## Request
Leave out the pictures and copy everything else below exactly.
--------------------------------
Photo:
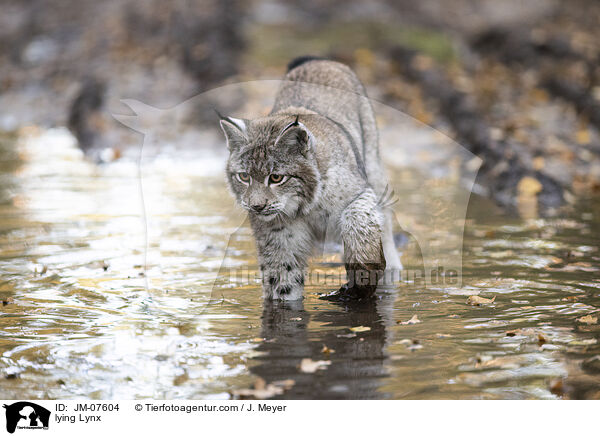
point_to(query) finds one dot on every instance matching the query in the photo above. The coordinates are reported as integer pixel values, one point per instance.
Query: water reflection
(357, 359)
(77, 321)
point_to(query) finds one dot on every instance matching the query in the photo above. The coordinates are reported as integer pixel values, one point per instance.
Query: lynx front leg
(361, 228)
(283, 253)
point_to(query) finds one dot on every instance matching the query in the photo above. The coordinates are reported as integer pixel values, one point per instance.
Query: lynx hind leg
(361, 228)
(392, 259)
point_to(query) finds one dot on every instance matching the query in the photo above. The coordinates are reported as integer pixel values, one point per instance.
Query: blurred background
(516, 83)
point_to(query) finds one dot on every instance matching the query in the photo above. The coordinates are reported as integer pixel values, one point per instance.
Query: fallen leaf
(262, 390)
(583, 136)
(327, 350)
(309, 366)
(528, 187)
(588, 319)
(556, 387)
(413, 320)
(360, 329)
(475, 300)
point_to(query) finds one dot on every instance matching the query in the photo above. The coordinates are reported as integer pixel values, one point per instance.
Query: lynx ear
(296, 136)
(234, 130)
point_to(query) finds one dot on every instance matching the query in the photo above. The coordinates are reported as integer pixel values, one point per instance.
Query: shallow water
(96, 307)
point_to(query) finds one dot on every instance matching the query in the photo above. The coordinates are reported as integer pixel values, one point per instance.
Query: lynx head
(272, 169)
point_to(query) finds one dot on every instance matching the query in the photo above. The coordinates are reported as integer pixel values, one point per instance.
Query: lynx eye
(243, 177)
(276, 179)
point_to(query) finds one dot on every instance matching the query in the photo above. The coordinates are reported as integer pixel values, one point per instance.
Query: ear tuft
(234, 130)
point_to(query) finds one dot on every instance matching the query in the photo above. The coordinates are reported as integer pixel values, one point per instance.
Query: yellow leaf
(528, 186)
(327, 350)
(588, 319)
(413, 320)
(583, 136)
(309, 366)
(475, 300)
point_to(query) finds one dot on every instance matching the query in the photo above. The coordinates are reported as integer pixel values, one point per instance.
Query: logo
(26, 415)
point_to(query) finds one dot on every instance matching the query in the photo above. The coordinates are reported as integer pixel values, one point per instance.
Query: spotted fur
(321, 137)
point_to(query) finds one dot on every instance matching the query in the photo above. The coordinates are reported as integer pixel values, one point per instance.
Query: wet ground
(88, 312)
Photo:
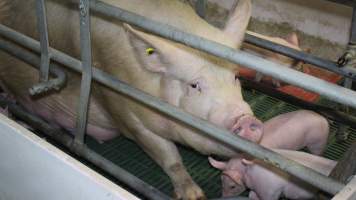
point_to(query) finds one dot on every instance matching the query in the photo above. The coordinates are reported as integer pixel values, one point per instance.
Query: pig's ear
(150, 49)
(247, 162)
(217, 164)
(238, 20)
(293, 39)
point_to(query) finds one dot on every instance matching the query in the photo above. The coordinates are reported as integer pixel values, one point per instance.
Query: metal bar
(102, 163)
(34, 61)
(43, 32)
(345, 2)
(266, 67)
(349, 191)
(353, 26)
(85, 46)
(232, 198)
(237, 143)
(298, 55)
(327, 112)
(200, 7)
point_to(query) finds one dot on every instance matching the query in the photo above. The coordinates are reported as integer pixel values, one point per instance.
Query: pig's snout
(248, 127)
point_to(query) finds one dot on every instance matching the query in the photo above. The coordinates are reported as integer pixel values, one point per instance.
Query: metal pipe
(85, 87)
(232, 198)
(298, 55)
(102, 163)
(200, 7)
(43, 32)
(353, 26)
(327, 112)
(329, 90)
(236, 142)
(345, 2)
(34, 61)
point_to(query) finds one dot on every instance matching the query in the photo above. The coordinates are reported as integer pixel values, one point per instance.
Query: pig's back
(320, 164)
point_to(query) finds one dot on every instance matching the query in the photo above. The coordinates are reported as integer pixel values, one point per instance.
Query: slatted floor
(129, 156)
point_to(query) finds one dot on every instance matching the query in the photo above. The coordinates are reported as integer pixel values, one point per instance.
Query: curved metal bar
(102, 163)
(24, 55)
(329, 90)
(236, 142)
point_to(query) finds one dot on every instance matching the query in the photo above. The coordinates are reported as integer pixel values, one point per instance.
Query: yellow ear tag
(150, 51)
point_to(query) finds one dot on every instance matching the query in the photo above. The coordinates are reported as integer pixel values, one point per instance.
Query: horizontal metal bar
(345, 2)
(327, 112)
(329, 90)
(43, 32)
(349, 192)
(298, 55)
(34, 61)
(232, 198)
(200, 7)
(85, 87)
(236, 142)
(100, 162)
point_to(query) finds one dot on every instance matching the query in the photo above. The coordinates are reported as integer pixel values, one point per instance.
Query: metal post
(34, 61)
(329, 90)
(200, 7)
(298, 55)
(102, 163)
(236, 142)
(43, 32)
(85, 44)
(45, 84)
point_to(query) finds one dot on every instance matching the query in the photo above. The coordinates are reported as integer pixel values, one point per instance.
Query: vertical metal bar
(85, 45)
(353, 27)
(43, 32)
(200, 7)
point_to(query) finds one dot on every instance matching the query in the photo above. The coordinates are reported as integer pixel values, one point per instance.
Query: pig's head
(231, 176)
(198, 83)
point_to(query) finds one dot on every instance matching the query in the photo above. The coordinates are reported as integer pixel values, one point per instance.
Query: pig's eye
(150, 51)
(195, 86)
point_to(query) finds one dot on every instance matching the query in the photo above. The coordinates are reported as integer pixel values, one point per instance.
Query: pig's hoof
(189, 191)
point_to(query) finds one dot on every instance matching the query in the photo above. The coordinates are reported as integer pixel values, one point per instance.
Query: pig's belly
(99, 124)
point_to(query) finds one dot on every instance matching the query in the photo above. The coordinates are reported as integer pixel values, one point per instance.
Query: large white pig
(196, 82)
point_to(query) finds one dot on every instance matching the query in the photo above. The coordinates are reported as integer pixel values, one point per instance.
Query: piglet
(296, 130)
(293, 131)
(269, 183)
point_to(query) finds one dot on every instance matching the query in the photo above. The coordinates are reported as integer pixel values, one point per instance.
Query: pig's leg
(253, 196)
(166, 154)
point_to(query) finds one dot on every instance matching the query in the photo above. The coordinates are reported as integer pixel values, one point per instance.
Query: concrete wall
(320, 18)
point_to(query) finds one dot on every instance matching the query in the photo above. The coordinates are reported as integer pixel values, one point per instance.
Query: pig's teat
(248, 127)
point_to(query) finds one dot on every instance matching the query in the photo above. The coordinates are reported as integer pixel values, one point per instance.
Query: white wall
(32, 169)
--------------------------------
## Response
Photo:
point_to(query) finds one dot on every instance matching the query in the photo above. The coordinates are reported as integer pixel values, one point per instance.
Query: water reflection
(357, 359)
(77, 321)
point_to(query) finds one dot on every instance matching the query in the photo above. The coordinates are reported as integer pixel values, one point per instance.
Query: lynx front leg
(361, 228)
(283, 253)
point_to(query) finds one dot on every instance matching the query in the photo above. The coordinates are reported as integer pixel values, one point per instance.
Query: lynx hind leg
(361, 228)
(392, 259)
point_to(query) finds one dot on every instance matching the query in the photo above. The coordinates are reported as integer pixel values, one point per instance.
Query: blurred background
(516, 83)
point_to(query) finds one dot on every instance matching the query in the photo above. The coordinates are reported as integer pixel values, one point per instance.
Query: fallen leaf
(262, 390)
(583, 136)
(327, 350)
(309, 366)
(528, 187)
(588, 319)
(556, 387)
(413, 320)
(360, 329)
(475, 300)
point_to(query) finds one dot on every instance matching the query in the photo above. The coordinates are reported as integer pixel values, one point per instance.
Query: lynx ear
(296, 136)
(234, 130)
point_to(query) finds one dot on every instance matching the query in the photo above. The coordinates are reported as integer pixel values, one point per instance.
Query: shallow water
(96, 307)
point_to(query) finds one dot on every instance matching the query in the photo above. The coordinates are reported as integer pixel values, one point per instance.
Query: lynx head
(272, 169)
point_to(query) finds one dot on every instance matching the query in the photo above. The coordinates are reported as integer pixel values, one point per instance.
Query: lynx eye
(243, 177)
(276, 179)
point_to(query) finds one dot on every instance matching the query in the photo above. The coordinates are reported as integer pixel values, one point per instance.
Query: ear tuft
(234, 130)
point_to(query) finds one dot on every instance matching the query in the photo above. The coordinates are reported as integer pixel values, one point per instance.
Query: yellow leaf
(528, 186)
(327, 350)
(588, 319)
(413, 320)
(583, 136)
(309, 366)
(475, 300)
point_to(query) finds one dot on every instance matching the query in the photo above. The coordinates are reported as integer pixel values, one point per instance.
Query: logo
(26, 415)
point_to(query) finds one dot on every instance matching the query in the photo above. The coordinates are reported as integer pixel values, one point per instance.
Query: spotted fur
(321, 137)
point_to(query) finds one dot on every instance matching the query in the photo above. The coordinates are reported as integer pixel values, one point per instance.
Query: wet ground
(88, 312)
Photo:
point_to(query) finds one dot on every instance matching the query in the photo above. The coordinates are reported as integer pixel values, one point per instance.
Query: pig's ear
(150, 49)
(247, 162)
(217, 164)
(238, 20)
(293, 39)
point_to(query) finds one dot on every instance matching the query in the photo above. The coordinates are reported as integer pixel values, one point per instance.
Query: metal bar
(102, 163)
(34, 61)
(43, 32)
(345, 2)
(266, 67)
(349, 191)
(353, 26)
(85, 46)
(232, 198)
(237, 143)
(298, 55)
(327, 112)
(200, 7)
point_to(query) finds one dot on every instance matching the query in the photo above. The coordinates are reported as integer pixel values, one point per instance.
Query: pig's snout
(248, 127)
point_to(query) finds one dot on every instance matching the query in the photo above. The coordinates are reported as integer pixel values, one point per instance.
Query: metal pipe
(85, 87)
(232, 198)
(298, 55)
(102, 163)
(200, 7)
(43, 32)
(353, 26)
(327, 112)
(329, 90)
(236, 142)
(345, 2)
(34, 61)
point_to(query) finds one dot on every instance matching the query in the photo above. The coordinates are reported as integer pixel values, one point per instance.
Query: pig's back
(320, 164)
point_to(query) finds one dot on every instance matching the query in the photo above. The coordinates are reported as integer pixel values, one point per instance.
Query: slatted floor
(129, 156)
point_to(query) finds one dot on every instance matching the query in the photo above. The coordinates are reported as integer pixel values, one point per instance.
Query: curved metal bar
(102, 163)
(24, 55)
(329, 90)
(236, 142)
point_to(query) finds one dot on every instance matching the query in the photo above. The coordinates are reported as integer pixel values, one point per instance.
Query: yellow ear tag
(150, 51)
point_to(query) finds one dot on every instance matching the query in the photo above. The coordinates are reported as integer pixel values, one point per instance.
Query: horizontal metal bar
(345, 2)
(327, 112)
(329, 90)
(43, 32)
(349, 192)
(298, 55)
(34, 61)
(232, 198)
(200, 7)
(85, 87)
(236, 142)
(100, 162)
point_to(query) finds one dot on every instance matching the query in the photo above. The coordinates are reported as integer pixel values, one point per instance.
Query: metal post
(34, 61)
(329, 90)
(200, 7)
(298, 55)
(102, 163)
(236, 142)
(43, 32)
(85, 44)
(45, 84)
point_to(query) finds one dot on every instance matching the query in the photo above. The coordinates are reported as integer pixel values, one point per instance.
Query: vertical metal bar
(85, 45)
(353, 27)
(43, 32)
(200, 7)
point_to(query) finds one dot on every instance matching the query in the photo above. The coordinates are reported as integer pixel values, one point per instance.
Query: pig's head
(231, 176)
(198, 83)
point_to(query) finds one dot on every instance matching the query in the photo above. The coordinates are reported as integer pixel values, one point per instance.
Query: pig's eye
(150, 51)
(195, 86)
point_to(query) finds one dot on every instance matching the query in the photo above. The coordinates are reported as integer pixel values, one point per instance.
Query: pig's hoof
(189, 191)
point_to(query) finds one dot on every instance matching the query in the photo above. The coordinates are reported as integer pixel values, one point per instance.
Query: pig's belly
(99, 124)
point_to(query) finds one dot on every instance matching the query in the photo above. The coordinates are reported as integer pixel values, one point per instance.
Query: large white pig
(196, 82)
point_to(query) finds one dot on every instance matching the query in the photo above. The coordinates are reported as integer pixel values, one point per instance.
Query: piglet
(296, 130)
(293, 131)
(269, 183)
point_to(query) finds one dot on every instance matching the query in the photo above. The coordinates are reported as integer pixel values, one point per instance.
Query: pig's leg
(253, 196)
(166, 154)
point_to(query) finds one dot on every instance matching the query in the photo above. The coordinates are reported as integer pixel values, one point per instance.
Query: concrete wall
(320, 18)
point_to(query) finds one dot on every instance matching the query in the photo above. The coordinates are reported as integer pixel values, one point per instance.
Query: pig's teat
(248, 127)
point_to(query) finds one dot on every instance matching the query in the photo above. The coordinates are reported as integer pixel values, one point per instance.
Query: white wall
(32, 169)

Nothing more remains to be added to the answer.